▶ **EXCERTO SELECIONADO**
───
O futuro confirmaria tudo: o Dylan que, no início, se moldara em torno da lenda militante de Woody Guthrie, a partir de 2015, durante dois álbuns simples e um triplo, deslocaria a reverência para o universo de Frank Sinatra e diversos outros "crooners" coevos; nos cerca de 100 programas da XM Radio, “Theme Time Radio Hour”, estruturado em torno de temas como o riso, a Lua, a sorte, o dinheiro, o sangue, a guerra, com intervenções de ouvintes maioritariamente "fake", ministraria um curso avançado de história da música popular; nas canções (em particular, no último álbum, Rough And Rowdy Ways), na autobiografia e mesmo no discurso de aceitação do Prémio Nobel de Literatura, não cessaria de se divertir disseminando, quais ovos de Páscoa, citações e apropriações de textos clássicos e contemporâneos, à espera de caçar quem mordesse o isco. Julian Barnes, concorrente de Bob Dylan na lista de candidatos ao Nobel no ano (2017) em que este o ganhou, muito dylanianamente, afirmou: “Se algum biógrafo me quiser biografar eu terei o poder de deixar pistas falsas”. Ao longo da vida inteira, Bob Dylan não tem feito outra coisa senão lançar-nos iscos envenenados. Mas, acerca de um ponto não deveremos nunca mais enganar-nos: a 24 de Maio, comemorou-se o 80º aniversário de Robert Allen Zimmerman. No próximo 2 de Agosto, celebram-se os 59 anos de Bob Dylan, nesse dia de 1962 registado numa conservatória de Nova Iorque. Só faltava que, na inauguração do Bob Dylan Center, em Tulsa, Dylan comparecesse à porta apenas para segredar ao ouvido dos visitantes “I’m not there”.
───
▶ **OBJETIVO DO EXERCÍCIO**
Prossiga, por favor, o texto sobre Bob Dylan acima, começando logo após a última frase.

▶ **DADOS FORNECIDOS**
───
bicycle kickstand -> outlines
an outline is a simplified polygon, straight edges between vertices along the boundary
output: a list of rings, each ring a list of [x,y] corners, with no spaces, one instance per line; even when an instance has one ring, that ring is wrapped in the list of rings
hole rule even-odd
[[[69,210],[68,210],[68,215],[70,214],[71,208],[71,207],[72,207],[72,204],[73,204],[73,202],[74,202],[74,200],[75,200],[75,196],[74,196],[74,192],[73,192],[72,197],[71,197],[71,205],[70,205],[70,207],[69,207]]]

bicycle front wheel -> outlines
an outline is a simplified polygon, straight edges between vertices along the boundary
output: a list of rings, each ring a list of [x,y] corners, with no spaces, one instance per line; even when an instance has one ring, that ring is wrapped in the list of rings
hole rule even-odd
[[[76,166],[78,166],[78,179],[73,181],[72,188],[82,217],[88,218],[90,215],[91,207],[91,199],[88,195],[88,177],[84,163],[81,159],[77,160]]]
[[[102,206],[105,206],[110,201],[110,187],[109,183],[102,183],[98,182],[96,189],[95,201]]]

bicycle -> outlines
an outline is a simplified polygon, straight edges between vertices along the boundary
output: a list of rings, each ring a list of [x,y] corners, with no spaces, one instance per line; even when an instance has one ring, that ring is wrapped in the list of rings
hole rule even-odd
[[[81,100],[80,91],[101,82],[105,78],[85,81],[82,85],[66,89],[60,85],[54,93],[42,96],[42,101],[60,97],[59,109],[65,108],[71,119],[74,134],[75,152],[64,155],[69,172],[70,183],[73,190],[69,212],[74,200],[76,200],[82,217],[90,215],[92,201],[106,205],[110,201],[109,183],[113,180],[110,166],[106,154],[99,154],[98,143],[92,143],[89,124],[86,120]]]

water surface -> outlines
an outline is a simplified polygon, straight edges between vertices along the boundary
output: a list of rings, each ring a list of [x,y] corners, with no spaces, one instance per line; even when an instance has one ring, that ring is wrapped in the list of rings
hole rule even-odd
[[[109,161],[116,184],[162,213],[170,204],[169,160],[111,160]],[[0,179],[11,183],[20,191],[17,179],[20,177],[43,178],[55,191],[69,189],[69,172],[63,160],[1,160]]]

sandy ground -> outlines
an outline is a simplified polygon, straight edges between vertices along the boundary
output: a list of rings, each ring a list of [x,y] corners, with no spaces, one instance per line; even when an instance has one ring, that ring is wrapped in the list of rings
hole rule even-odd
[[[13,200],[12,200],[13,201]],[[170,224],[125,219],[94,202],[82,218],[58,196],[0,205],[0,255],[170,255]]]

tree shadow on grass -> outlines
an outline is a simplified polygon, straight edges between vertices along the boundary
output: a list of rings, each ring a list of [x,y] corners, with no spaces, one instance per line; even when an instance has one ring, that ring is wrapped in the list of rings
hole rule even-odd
───
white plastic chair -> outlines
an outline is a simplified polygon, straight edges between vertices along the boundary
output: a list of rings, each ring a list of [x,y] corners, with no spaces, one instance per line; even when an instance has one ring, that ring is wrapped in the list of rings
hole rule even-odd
───
▶ **O RESULTADO**
19 July 2021

 
(sequência daqui) Eclodira um outro Bob Dylan mas quando, em 1978, ele se declarou literalmente "born-again", nada é também muito claro. Num concerto em San Diego, um fã atirara-lhe para o palco um crucifixo de prata que guardou no bolso. Na noite seguinte, em Tucson, exausto e fisicamente doente, no quarto do hotel, levou a mão ao bolso, pôs o crucifixo ao pescoço e, instantaneamente, sentiu “a esmagadora presença de Jesus. Nascer de novo é muito duro. Já viram uma mãe a dar à luz? É uma dor imensa. Não gostamos de abandonar as nossas velhas atitudes e preocupações. Jesus pôs as suas mãos sobre mim. Foi uma coisa física. Senti-a. Todo o corpo me tremia. A glória do Senhor derrubou-me e reergueu-me”. Mas, cerca de uma década mais tarde – já tinha publicado Slow Train Coming, Saved e Shot Of Love, a trilogia "born-again" – falando sobre esse período à “Newsweek”, diria: “Encontro toda a filosofia e a religiosidade de que preciso na música. Não as encontro noutro lado qualquer. Não sigo rabis, pregadores ou evangelistas. Aprendo muito mais com as canções do que com qualquer outra entidade”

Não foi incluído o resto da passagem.